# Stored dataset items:
[Start of Attachment]

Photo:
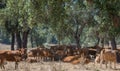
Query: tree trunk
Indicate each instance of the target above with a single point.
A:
(102, 42)
(12, 41)
(31, 37)
(113, 43)
(77, 41)
(18, 38)
(25, 39)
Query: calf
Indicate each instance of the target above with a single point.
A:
(108, 56)
(12, 56)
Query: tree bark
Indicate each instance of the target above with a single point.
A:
(113, 43)
(18, 38)
(13, 41)
(31, 38)
(102, 42)
(25, 39)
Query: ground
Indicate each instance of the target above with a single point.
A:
(53, 66)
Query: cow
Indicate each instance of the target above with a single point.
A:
(108, 55)
(12, 56)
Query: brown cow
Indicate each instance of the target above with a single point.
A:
(108, 55)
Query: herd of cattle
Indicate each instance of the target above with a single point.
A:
(65, 53)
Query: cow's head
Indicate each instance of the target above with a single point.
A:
(23, 52)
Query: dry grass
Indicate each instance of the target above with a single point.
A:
(53, 66)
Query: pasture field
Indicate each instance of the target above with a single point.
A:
(53, 65)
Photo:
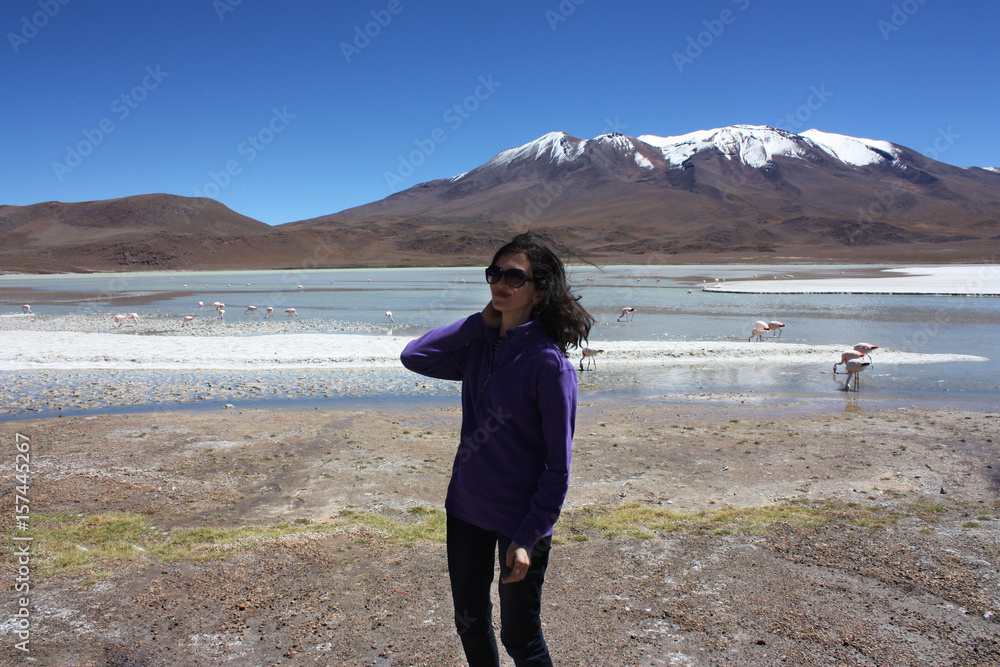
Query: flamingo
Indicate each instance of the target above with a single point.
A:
(590, 354)
(854, 368)
(845, 356)
(865, 349)
(758, 332)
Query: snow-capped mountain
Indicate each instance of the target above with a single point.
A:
(743, 187)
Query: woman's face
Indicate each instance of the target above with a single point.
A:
(515, 300)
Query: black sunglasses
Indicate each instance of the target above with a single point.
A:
(513, 277)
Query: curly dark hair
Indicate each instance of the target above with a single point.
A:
(563, 318)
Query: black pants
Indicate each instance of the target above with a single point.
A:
(472, 553)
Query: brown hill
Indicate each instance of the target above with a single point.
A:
(743, 193)
(622, 198)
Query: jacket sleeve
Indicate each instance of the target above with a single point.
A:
(442, 353)
(557, 406)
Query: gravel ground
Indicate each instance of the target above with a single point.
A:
(901, 572)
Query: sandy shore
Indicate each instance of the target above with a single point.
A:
(970, 280)
(61, 363)
(691, 536)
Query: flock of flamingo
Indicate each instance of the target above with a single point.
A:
(852, 360)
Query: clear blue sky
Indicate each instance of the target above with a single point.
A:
(260, 105)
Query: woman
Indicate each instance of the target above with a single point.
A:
(511, 470)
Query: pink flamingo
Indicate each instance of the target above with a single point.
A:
(845, 356)
(757, 332)
(865, 349)
(590, 354)
(854, 368)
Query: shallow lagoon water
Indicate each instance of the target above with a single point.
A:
(670, 306)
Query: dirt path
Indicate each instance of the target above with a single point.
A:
(887, 555)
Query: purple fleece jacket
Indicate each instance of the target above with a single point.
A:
(511, 470)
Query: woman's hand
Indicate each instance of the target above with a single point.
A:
(492, 316)
(518, 560)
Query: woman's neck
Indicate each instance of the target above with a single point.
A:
(510, 321)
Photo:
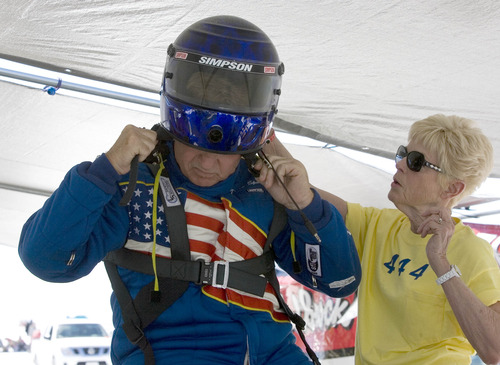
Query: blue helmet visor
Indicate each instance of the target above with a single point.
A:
(221, 84)
(213, 130)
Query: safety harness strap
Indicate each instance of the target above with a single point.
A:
(175, 274)
(132, 324)
(241, 275)
(279, 221)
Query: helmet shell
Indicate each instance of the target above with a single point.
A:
(221, 85)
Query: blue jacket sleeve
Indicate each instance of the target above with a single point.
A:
(331, 266)
(77, 225)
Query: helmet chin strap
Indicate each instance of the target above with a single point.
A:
(155, 156)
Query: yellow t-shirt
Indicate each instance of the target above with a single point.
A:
(403, 314)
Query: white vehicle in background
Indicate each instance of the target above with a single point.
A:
(73, 341)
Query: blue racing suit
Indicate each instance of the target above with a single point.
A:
(82, 221)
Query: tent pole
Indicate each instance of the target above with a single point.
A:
(60, 84)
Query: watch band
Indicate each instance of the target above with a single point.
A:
(454, 271)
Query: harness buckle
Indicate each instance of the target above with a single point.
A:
(209, 272)
(225, 279)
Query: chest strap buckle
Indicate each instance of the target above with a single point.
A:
(215, 273)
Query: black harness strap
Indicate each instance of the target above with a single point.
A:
(279, 221)
(175, 274)
(139, 312)
(240, 275)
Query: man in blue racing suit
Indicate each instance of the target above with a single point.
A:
(219, 96)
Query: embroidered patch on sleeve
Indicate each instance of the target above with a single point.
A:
(169, 193)
(313, 256)
(342, 283)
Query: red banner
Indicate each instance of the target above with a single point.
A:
(330, 322)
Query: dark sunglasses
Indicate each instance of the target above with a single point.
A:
(415, 160)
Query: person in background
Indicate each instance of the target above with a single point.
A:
(430, 292)
(188, 238)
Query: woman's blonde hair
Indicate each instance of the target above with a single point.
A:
(462, 149)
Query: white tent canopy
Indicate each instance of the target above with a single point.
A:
(358, 73)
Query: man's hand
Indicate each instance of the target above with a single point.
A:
(132, 141)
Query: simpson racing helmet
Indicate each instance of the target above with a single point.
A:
(221, 86)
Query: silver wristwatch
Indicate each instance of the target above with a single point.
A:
(454, 271)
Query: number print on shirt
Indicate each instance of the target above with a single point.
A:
(391, 265)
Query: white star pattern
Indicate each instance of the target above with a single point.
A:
(141, 214)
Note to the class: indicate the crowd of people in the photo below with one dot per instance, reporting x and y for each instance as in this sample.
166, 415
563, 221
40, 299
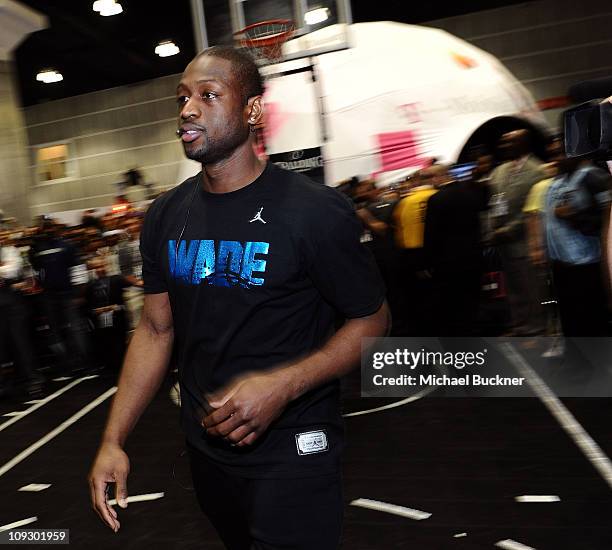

[End of Attachment]

# Task:
Take exactly the lines from the one containing "Query: blue jacket sleeve" through the one containing "Query: tent pole" in the data above, and output them with nothing added.

# Response to the exercise:
Query: blue jacket sleeve
Indicate each instance of the target above with a single point.
A:
(331, 266)
(77, 225)
Query: helmet chin strap
Indicate each instance of the target above with a single point.
A:
(155, 156)
Query: yellow t-shirt
Indicate each instance of the target above with a single point.
A:
(403, 314)
Query: white vehicle in background
Indicate each instance of the target above with a single point.
A:
(73, 341)
Query: blue racing suit
Indicate each instance of the target above with a single point.
A:
(82, 221)
Query: tent pole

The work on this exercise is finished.